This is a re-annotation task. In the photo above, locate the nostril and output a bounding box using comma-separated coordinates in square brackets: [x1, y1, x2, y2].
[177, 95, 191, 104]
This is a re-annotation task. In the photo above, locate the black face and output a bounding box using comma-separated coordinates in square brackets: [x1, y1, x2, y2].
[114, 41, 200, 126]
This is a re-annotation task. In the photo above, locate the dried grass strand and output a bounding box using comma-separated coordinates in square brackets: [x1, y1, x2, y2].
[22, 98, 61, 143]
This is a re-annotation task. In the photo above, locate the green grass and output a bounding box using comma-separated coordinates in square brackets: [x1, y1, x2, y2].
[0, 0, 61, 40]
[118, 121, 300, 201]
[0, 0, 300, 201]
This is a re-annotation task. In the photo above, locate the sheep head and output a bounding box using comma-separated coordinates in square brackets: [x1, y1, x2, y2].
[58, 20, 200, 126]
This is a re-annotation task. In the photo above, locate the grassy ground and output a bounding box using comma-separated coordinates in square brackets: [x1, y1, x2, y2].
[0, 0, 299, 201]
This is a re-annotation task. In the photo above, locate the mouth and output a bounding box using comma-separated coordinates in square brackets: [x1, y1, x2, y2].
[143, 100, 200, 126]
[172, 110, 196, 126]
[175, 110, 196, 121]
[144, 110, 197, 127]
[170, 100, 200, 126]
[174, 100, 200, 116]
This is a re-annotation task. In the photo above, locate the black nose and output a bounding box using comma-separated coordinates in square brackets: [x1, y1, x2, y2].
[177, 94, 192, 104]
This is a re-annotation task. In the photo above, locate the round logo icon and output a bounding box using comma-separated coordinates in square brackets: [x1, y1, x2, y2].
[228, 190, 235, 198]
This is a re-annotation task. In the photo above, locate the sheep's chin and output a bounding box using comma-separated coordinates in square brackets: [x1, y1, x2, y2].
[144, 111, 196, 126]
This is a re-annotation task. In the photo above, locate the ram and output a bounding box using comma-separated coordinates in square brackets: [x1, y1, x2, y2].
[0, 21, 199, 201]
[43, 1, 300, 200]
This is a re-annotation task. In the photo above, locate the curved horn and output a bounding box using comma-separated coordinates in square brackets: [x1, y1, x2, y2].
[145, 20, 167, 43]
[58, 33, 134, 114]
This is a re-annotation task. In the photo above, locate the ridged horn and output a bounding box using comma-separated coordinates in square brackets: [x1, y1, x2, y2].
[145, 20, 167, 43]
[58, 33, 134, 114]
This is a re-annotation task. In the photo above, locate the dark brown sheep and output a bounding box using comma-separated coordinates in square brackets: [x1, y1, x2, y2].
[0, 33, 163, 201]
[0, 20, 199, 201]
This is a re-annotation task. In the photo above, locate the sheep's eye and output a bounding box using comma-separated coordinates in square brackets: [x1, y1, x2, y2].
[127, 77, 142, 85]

● ● ●

§ **Instructions for the task**
For this exercise, output the entries above exactly as written.

§ **Reply**
This is a re-annotation task. In the photo above, locate the nostril and output a bounding box using comma-separated coordinates in square brackets: [x1, y1, x2, y2].
[177, 95, 191, 104]
This is a re-annotation task. In the photo above, locate the black face and output a bounding box using comma-separated coordinates in square brackets: [x1, y1, x2, y2].
[114, 41, 200, 126]
This is a re-annotation task. In the photo above, locate the dried grass strand and output a bounding box using comma-separated coordinates in square brackets: [x1, y1, x2, y2].
[22, 98, 61, 143]
This is a re-annotation task. In the photo above, locate the green grass and output a bounding box using comma-separated coordinates in square brackets: [x1, y1, x2, y2].
[0, 0, 61, 40]
[118, 121, 300, 201]
[0, 0, 300, 201]
This is a re-annotation task. In the photo above, locate the sheep head and output a bounding box using comma-separated coordinates in square brackets: [x1, y1, x2, y2].
[58, 20, 200, 126]
This is a re-annotation task. In the photo above, locate the grassy ground and output a bounding box using comma-separated coordinates in square brackets: [x1, y1, x2, y2].
[0, 0, 299, 201]
This is a re-annotation task. In the photo above, locate the mouth and output a bounding box using comma-separated coordinates in square brackets: [x1, y1, x2, y2].
[143, 100, 200, 126]
[172, 110, 196, 126]
[175, 110, 196, 121]
[144, 110, 197, 127]
[170, 100, 200, 126]
[174, 100, 200, 116]
This is a re-annotation task. In the photo above, locate the black nose and output a bounding box using comma-separated coordinates in square brackets: [x1, y1, x2, y2].
[177, 94, 192, 104]
This is a re-annotation task. In the photo above, locate the round logo icon and output a bounding box using comma-separated coordinates in square brackets: [x1, y1, x2, y2].
[228, 190, 235, 198]
This is a re-annotation task. In the photo above, locate the sheep's chin and output a bounding box using comma-separated coordinates in square brackets: [x1, y1, x2, y2].
[144, 111, 196, 126]
This is a re-annotation task. In the photo above, locate the ram and output a bounding box using comma-separated coordinates in square brackets: [x1, y1, x2, y2].
[0, 21, 199, 201]
[43, 1, 300, 200]
This is a re-annotation task. In the photo above, locate the curved horn and output a bounding box using comma-separated coordinates in square brackets: [x1, y1, x2, y2].
[145, 20, 167, 43]
[58, 33, 134, 114]
This is a re-annotation task. In the photo above, locate the ridged horn and output a bounding box using comma-separated coordinates in square brackets: [x1, y1, x2, y2].
[145, 20, 167, 43]
[58, 33, 134, 114]
This is a re-annotation task. In the photo above, locate the dark brown sheep and output a bounding box using comma-separated coordinates in square brackets: [x1, y1, x2, y2].
[0, 33, 163, 201]
[0, 20, 199, 201]
This is a re-annotation task. In the photo above, locate the sheep's eye and output a bounding box using comma-separated coordinates in square brackets: [x1, y1, x2, y2].
[127, 77, 142, 85]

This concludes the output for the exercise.